- **RECORD LIST**:
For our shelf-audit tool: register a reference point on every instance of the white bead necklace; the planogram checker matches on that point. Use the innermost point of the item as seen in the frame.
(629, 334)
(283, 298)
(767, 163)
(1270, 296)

--

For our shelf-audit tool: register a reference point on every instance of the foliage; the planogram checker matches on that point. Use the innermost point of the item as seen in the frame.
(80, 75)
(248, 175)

- **WRITTEN PROBLEM**: Rewrite everything in the records from the line containing "of the white" down to the line containing "(1270, 296)" as a Markdown table with the columns Row and Line, numbering each row and leaving out blank lines.

- **TASK ANSWER**:
| Row | Line |
|---|---|
| 1 | For our shelf-audit tool: register a reference point on every instance of the white bead necklace; the planogram checker matches on that point. Use the innermost point of the item as seen in the frame. |
| 2 | (629, 334) |
| 3 | (283, 298) |
| 4 | (767, 163) |
| 5 | (1270, 296) |